Which lines in the rows below contain the string "train"? Pull out every one of them, treating uppercase and lowercase as different.
::::::::
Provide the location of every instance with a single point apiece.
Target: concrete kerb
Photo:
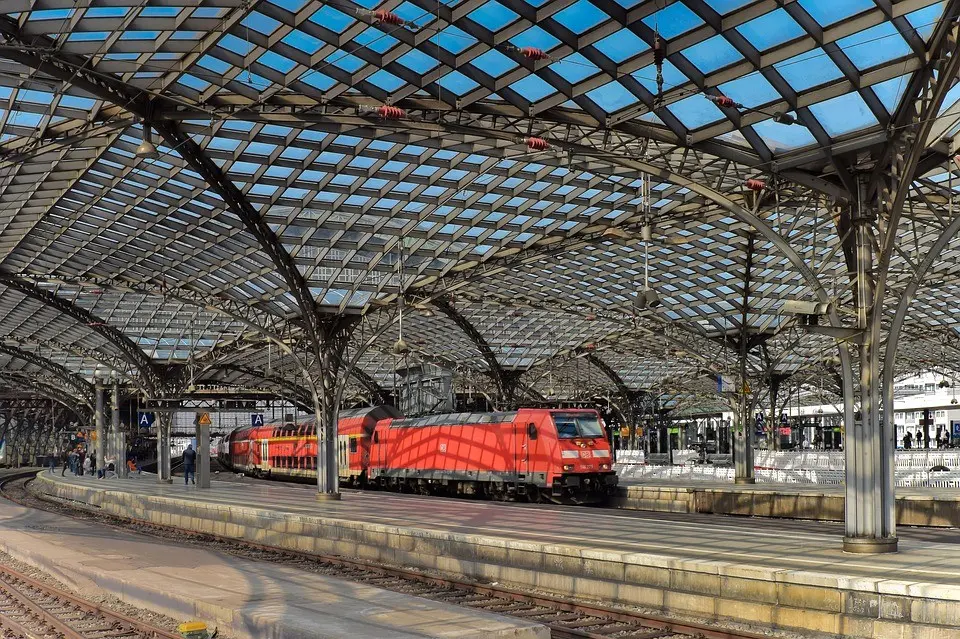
(711, 589)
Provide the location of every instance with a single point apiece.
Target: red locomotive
(540, 454)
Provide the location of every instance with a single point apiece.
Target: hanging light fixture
(147, 150)
(647, 297)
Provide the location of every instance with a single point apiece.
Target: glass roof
(505, 153)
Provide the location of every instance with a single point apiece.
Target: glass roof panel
(923, 20)
(621, 45)
(696, 111)
(329, 18)
(673, 20)
(750, 90)
(712, 54)
(724, 7)
(612, 97)
(580, 16)
(771, 29)
(891, 92)
(494, 63)
(875, 45)
(809, 69)
(784, 137)
(574, 68)
(493, 16)
(843, 114)
(828, 12)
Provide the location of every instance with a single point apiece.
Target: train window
(571, 425)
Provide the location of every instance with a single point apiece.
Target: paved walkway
(952, 494)
(247, 598)
(783, 545)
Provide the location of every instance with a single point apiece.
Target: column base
(869, 545)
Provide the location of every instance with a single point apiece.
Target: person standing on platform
(189, 465)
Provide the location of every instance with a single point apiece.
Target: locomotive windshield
(570, 425)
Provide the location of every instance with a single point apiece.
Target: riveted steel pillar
(870, 518)
(119, 445)
(98, 421)
(164, 420)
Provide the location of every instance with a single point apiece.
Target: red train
(537, 454)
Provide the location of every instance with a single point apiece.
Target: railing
(905, 478)
(800, 460)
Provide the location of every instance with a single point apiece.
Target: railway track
(566, 618)
(30, 609)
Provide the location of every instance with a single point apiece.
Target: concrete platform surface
(938, 507)
(244, 598)
(792, 576)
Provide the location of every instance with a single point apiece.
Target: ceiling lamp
(400, 347)
(147, 150)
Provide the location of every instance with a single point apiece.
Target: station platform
(774, 573)
(938, 507)
(246, 599)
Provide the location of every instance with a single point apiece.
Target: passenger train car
(536, 454)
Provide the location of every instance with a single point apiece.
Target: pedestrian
(189, 465)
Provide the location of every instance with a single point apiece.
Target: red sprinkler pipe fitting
(381, 16)
(537, 144)
(388, 112)
(722, 101)
(533, 53)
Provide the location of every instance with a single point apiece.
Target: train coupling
(196, 630)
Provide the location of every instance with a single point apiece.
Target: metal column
(101, 436)
(743, 441)
(163, 447)
(869, 521)
(328, 481)
(119, 445)
(202, 469)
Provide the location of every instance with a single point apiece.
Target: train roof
(376, 413)
(454, 419)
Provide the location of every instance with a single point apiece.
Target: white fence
(806, 460)
(819, 473)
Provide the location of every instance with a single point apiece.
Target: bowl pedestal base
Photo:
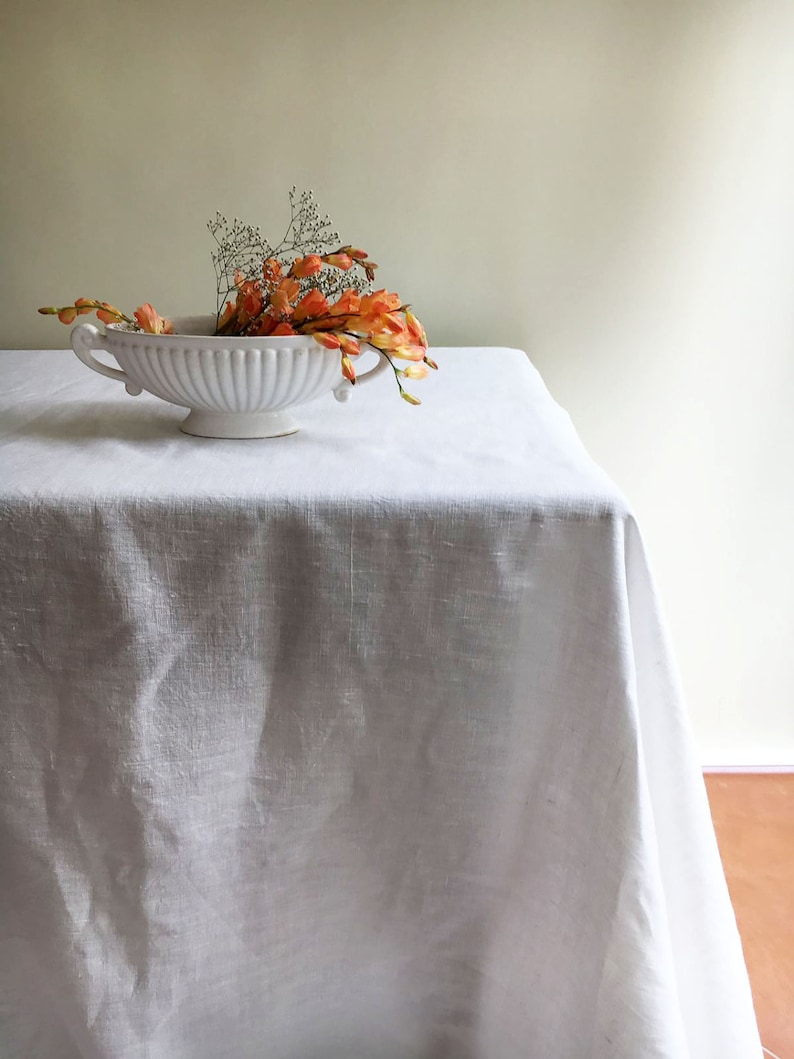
(238, 425)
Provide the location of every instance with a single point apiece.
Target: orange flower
(339, 261)
(150, 321)
(349, 345)
(271, 271)
(303, 267)
(312, 304)
(379, 302)
(280, 303)
(391, 343)
(349, 302)
(347, 370)
(328, 339)
(265, 325)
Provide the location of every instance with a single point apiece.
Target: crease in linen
(349, 754)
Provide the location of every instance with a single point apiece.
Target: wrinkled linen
(361, 743)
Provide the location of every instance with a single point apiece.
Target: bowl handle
(345, 388)
(86, 338)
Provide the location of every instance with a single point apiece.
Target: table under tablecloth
(364, 742)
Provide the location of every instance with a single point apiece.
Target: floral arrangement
(308, 284)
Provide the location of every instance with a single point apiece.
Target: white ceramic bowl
(233, 387)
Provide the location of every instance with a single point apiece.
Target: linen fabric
(360, 743)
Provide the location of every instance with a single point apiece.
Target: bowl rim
(202, 326)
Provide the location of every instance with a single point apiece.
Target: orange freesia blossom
(339, 261)
(280, 297)
(149, 320)
(311, 305)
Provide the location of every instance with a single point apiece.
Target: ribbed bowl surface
(217, 374)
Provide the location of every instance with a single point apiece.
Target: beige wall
(605, 184)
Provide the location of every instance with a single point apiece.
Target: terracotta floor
(754, 820)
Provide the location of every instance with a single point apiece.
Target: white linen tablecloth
(360, 743)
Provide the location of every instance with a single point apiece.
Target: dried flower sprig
(307, 284)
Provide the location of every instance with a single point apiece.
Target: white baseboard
(747, 760)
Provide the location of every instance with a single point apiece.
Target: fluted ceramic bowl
(233, 387)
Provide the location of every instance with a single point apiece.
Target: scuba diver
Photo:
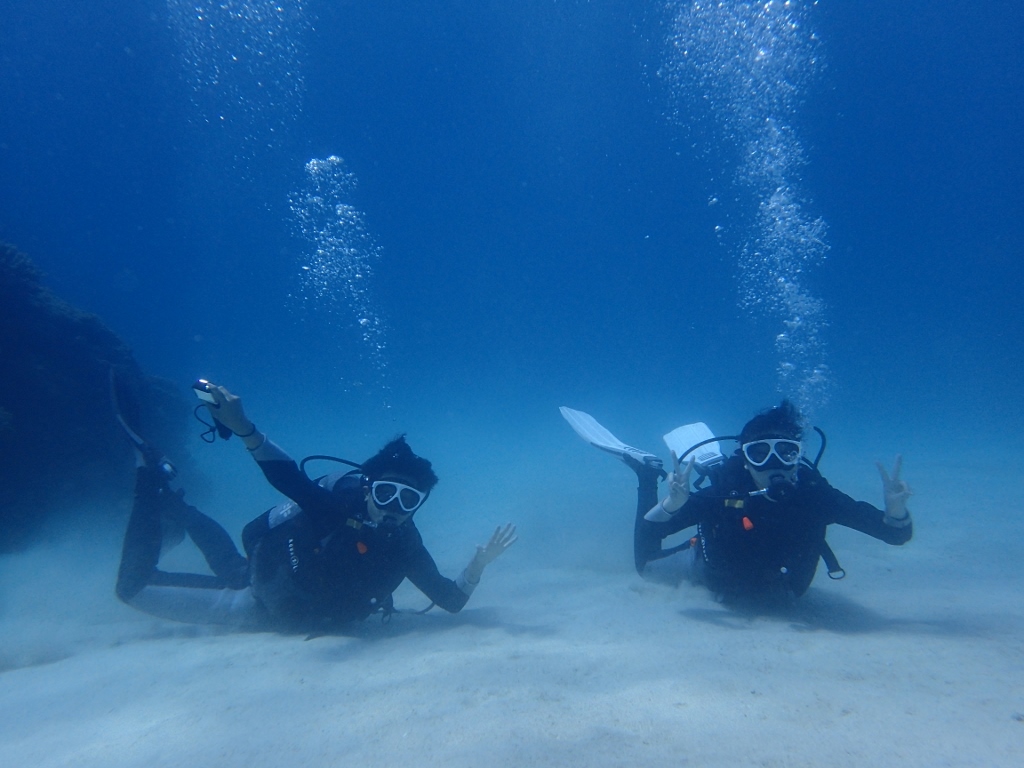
(761, 522)
(334, 553)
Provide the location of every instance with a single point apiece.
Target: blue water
(544, 183)
(657, 212)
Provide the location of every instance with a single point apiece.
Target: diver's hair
(781, 421)
(397, 459)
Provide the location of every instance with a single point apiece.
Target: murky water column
(338, 269)
(750, 64)
(243, 62)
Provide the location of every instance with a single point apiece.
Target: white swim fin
(587, 427)
(682, 439)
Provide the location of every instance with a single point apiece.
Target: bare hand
(228, 411)
(500, 541)
(679, 484)
(895, 489)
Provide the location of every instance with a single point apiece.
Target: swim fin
(587, 427)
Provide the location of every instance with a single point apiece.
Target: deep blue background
(545, 227)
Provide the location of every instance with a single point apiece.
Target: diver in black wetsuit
(761, 524)
(333, 554)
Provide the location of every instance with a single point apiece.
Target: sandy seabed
(918, 656)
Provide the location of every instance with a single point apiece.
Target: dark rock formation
(59, 443)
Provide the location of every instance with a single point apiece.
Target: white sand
(562, 657)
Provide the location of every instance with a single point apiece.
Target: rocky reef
(59, 444)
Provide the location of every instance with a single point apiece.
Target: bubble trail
(748, 66)
(243, 64)
(338, 270)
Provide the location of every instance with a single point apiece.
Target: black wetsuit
(314, 562)
(322, 561)
(751, 546)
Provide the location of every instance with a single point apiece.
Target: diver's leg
(215, 544)
(143, 537)
(646, 540)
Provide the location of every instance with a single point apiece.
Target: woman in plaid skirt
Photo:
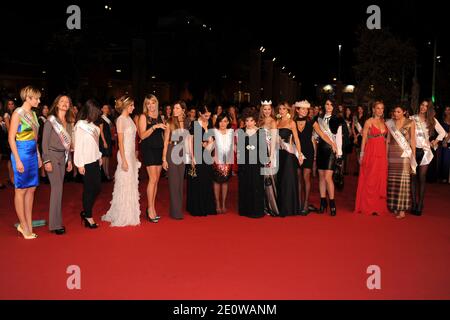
::::::::
* Solution to the problem:
Target: train window
Target: red train
Target: passenger train car
Target: train coupling
Target: train roof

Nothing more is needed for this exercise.